TEXT BLOCK:
>> start

This week, I took a look at input devices, i.e. sensors which enables my boards to detect properties of their environment. Together with the next week, I'm able to construct devices that can act on, observe, and react to their surroundings. That's very exciting, because it enables so much possibilities!
Temperature sensing coaster
As a first, rather simple excurse into sensors and transducers, I used a temperature dependent resistor and a LED to make a coaster for my tea mug that shows me if my tea is safe to drink, too hot, or undrinkable cold. I wanted to make the coaster as practicable as possible, so my goals are:
- Simple to use - ideally without user intervention. Just put your cup on the coaster, and it will light up.
- It should not be thicker than ~1cm, otherwise it feels and looks too clunky.
- I want it to be powered with a single coin cell (i.e. at 3.3V), and I don't want to change the battery every few days, so it should consume as little power as possible.
I achieved a working solution, but that's only because the blue LED works with a lower voltage than indicated in the data sheet. However, it should be possible to incorporate an inductor to construct a simple flyback converter which could power the LED regardless of the input voltage. I will explore this possibility in the next week.
I used the following materials to make my coaster:
- The case is made out of 3D printed PLA (around 30g)
- Attiny45
- RGB LED (three LEDs in one package)

>> end

DATASET CONTENT:
>> start

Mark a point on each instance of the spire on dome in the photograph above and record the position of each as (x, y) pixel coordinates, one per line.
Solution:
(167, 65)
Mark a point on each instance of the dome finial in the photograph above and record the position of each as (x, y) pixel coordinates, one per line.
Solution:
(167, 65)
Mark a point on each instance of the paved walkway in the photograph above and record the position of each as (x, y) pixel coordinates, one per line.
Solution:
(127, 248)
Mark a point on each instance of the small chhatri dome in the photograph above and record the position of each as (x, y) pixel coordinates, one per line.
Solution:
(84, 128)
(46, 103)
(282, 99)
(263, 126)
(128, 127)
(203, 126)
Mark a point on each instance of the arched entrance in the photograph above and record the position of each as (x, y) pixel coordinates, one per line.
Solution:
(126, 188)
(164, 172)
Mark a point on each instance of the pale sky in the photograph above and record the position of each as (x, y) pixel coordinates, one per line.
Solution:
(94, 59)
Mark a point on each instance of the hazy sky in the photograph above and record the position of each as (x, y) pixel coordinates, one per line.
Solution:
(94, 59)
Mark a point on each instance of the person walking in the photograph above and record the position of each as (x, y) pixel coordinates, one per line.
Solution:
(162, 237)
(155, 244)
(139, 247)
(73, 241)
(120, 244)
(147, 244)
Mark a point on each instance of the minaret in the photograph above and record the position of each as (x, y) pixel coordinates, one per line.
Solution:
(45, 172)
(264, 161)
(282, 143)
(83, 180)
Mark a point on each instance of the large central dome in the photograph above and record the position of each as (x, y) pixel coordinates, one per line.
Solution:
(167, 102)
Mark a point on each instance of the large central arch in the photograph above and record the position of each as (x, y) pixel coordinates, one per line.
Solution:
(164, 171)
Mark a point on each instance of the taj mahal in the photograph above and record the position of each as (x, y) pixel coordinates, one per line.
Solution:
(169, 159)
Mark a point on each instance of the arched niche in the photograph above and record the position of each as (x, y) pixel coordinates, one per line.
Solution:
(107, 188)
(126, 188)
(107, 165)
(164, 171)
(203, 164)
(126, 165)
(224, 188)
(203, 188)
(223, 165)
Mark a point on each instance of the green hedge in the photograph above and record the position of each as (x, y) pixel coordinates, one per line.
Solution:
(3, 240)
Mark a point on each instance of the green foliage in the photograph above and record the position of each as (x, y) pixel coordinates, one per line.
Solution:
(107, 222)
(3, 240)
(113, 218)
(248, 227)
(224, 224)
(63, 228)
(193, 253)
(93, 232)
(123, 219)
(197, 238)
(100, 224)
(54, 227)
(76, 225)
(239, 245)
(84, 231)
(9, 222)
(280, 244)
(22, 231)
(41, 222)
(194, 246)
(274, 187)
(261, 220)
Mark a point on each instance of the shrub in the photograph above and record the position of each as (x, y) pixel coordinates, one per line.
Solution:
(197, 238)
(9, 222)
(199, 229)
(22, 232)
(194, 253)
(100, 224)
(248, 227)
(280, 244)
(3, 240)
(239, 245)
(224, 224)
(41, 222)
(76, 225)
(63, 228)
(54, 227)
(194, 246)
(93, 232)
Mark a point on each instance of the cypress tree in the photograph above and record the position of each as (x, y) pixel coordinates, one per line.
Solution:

>> end

EXERCISE TASK: In the text about the temperature-sensing coaster, what is the maximum thickness the coaster should have?

OUTPUT FOR THIS EXERCISE: About 1 cm.